WHAT THE EXERCISE ASKS:
Can you retype every one of the items below, character for character, without changing anything?

---------- MATERIAL

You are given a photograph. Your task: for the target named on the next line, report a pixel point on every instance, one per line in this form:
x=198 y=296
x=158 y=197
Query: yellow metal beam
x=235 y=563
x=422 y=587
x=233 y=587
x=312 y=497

--------------------

ANSWER IN FULL:
You are given a photograph. Your task: for the target named on the next line, report a pixel point on every instance, one per line in this form:
x=198 y=296
x=158 y=197
Query: yellow metal beam
x=235 y=563
x=422 y=587
x=233 y=587
x=312 y=497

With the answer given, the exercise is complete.